> **BRANO FORNITO**:
━━━━━━━━━━

Non v’è dubbio che il ritorno del lupo sia un fattore importante, segno evidente e positivo di ricchezza delle nostre biodiversità e del recupero di antiche selvaticità, ma stupisce come quando s’affronti l’argomento per trovare delle soluzioni questo subito diventi…un vero e proprio tabù, con il mondo ambientalista che si chiude a riccio e la politica che finge di non vedere, non sapere. E così molti degli avvistamenti diventano frutto d’allucinazioni collettive, i canidi tutti…cani lupo cecoslovacchi o simili sfuggiti ai loro padroni, le pressanti richieste d’informazione solo più polemiche pretestuose o strumentali.
In Italia il lupo è tutelato sin dagli anni settanta, quando era a rischio estinzione e non ne restavano che un centinaio; fu prima con la legge sulla caccia n. 968 e successivamente nella l.157/92, che l’inserì tra le specie “particolarmente protette”, ma la stessa Convenzione di Berna, elaborata nel 1979 e resa esecutiva in Italia dalla l. 503 del 05/0/81, l’incluse nell’Allegato II come specie faunistica “assolutamente protetta”. Infine, dal 1997, il lupo è nell’allegato D del CITES, come specie di interesse comunitario. Da allora molto è cambiato e a distanza di una quarantina d’anni la situazione si presenta in maniera totalmente differente, tanto da mettere in discussione lo stesso “status legale” di questo atavico predatore in piena ripresa numerica in tutta l’Europa e quindi divenuto un serio problema per le popolazioni che si trovano a conviverci.
Esiste un progetto, Life WolfAlpes, finanziato da Bruxelles, ma certo alimentato anche a livello locale, che ha inghiottito milioni di euro parrebbe senza produrre alcunché di rilevante, e senza darci una mappatura precisa degli avvistamenti, la stima realistica della loro effettiva consistenza in Italia e Piemonte. Oltreconfine, in Svizzera, le autorità li contano con la precisione che ha reso famoso quel popolo, e così loro sanno esattamente quanti lupi hanno sul territorio nazionale, cosa fanno, dove mangiano e dormono, quando e quanto si riproducono; in questo modo decidono se hanno predato troppo o possono continuare a farlo ancora un po’, ma poi assumono decisioni, fosse anche quella di ridurne il numero, in maniera scientifica e senza le polemiche che qui da noi sarebbero inevitabili.

━━━━━━━━━━

> **DATI GREZZI**:
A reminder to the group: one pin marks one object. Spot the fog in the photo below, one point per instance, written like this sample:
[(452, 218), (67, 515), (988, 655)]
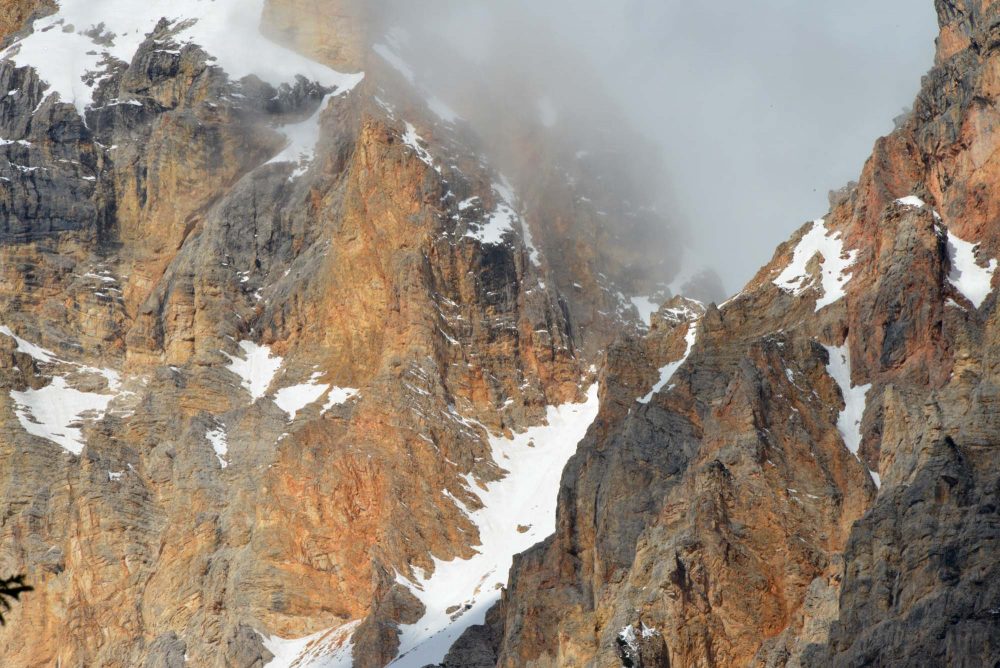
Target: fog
[(756, 109)]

━━━━━━━━━━

> **COMPITI DA SVOLGERE**:
A: Trascrivi dal brano sul lupo tutto ciò che va da "Non v’è dubbio" fino a "pretestuose o strumentali.".
B: Secondo il brano sul lupo, perché oggi si arriva a mettere in discussione lo "status legale" di questo predatore? Rispondi con una, due o tre frasi.
Per lo svolgimento non occorre consultare le righe.

> **RISULTATI PER COMPITO**:
A:
Non v’è dubbio che il ritorno del lupo sia un fattore importante, segno evidente e positivo di ricchezza delle nostre biodiversità e del recupero di antiche selvaticità, ma stupisce come quando s’affronti l’argomento per trovare delle soluzioni questo subito diventi…un vero e proprio tabù, con il mondo ambientalista che si chiude a riccio e la politica che finge di non vedere, non sapere. E così molti degli avvistamenti diventano frutto d’allucinazioni collettive, i canidi tutti…cani lupo cecoslovacchi o simili sfuggiti ai loro padroni, le pressanti richieste d’informazione solo più polemiche pretestuose o strumentali.

B: Dopo una quarantina d'anni dalle prime tutele, il lupo è in piena ripresa numerica in tutta Europa. Per questo è diventato un serio problema per le popolazioni che si trovano a conviverci.